* [Requirements]
1. Duplicate the passage of the "Never Leave Me Alone" article that opens with the words containing "Commercial performance" and closes with "featured Nate Dogg.".
2. Decide whether each statement agrees with the "Never Leave Me Alone" article, answering yes or no and quoting the deciding words: (a) Suge Knight produced the song. (b) The song reached number two on the New Zealand chart. (c) The song it interpolates dates from 1972.
──────── Source extract ────────
"Never Leave Me Alone" is a song by American singer-songwriter Nate Dogg, featuring vocals from rapper Snoop Dogg. The song is the first single released from Nate Dogg's debut studio album G-Funk Classics, Vol. 1 & 2 (1998), and contains an interpolation of the 1972 song "Where Is the Love", written by Ralph MacDonald and William Salter, and recorded by Roberta Flack and Donny Hathaway. The song was produced by Kurupt and executive produced by Suge Knight.

Commercial performance 
"Never Leave Me Alone" debuted at number 50 on the United States Billboard Hot 100 chart dated November 9, 1996. Internationally the song peaked at number two in New Zealand Recorded Music NZ chart and has been certified platinum in the country.

Music video 

The song's official music video depicts Nate Dogg arrested and confined to prison where he tries to maintain a relationship with his wife and young son. Snoop Doggy Dogg also appears in the video during his verse. The video later served as inspiration for the music video for 50 Cent's 2003 single 21 Questions, which featured Nate Dogg.
──────── Source excerpt ────────
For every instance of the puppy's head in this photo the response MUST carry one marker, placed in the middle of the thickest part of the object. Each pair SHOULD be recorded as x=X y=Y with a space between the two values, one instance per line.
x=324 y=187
────────
* [Set of answers]
1.
Commercial performance 
"Never Leave Me Alone" debuted at number 50 on the United States Billboard Hot 100 chart dated November 9, 1996. Internationally the song peaked at number two in New Zealand Recorded Music NZ chart and has been certified platinum in the country.

Music video 

The song's official music video depicts Nate Dogg arrested and confined to prison where he tries to maintain a relationship with his wife and young son. Snoop Doggy Dogg also appears in the video during his verse. The video later served as inspiration for the music video for 50 Cent's 2003 single 21 Questions, which featured Nate Dogg.

2.
(a) No: "The song was produced by Kurupt and executive produced by Suge Knight."
(b) Yes: "the song peaked at number two in New Zealand Recorded Music NZ chart"
(c) Yes: "the 1972 song "Where Is the Love""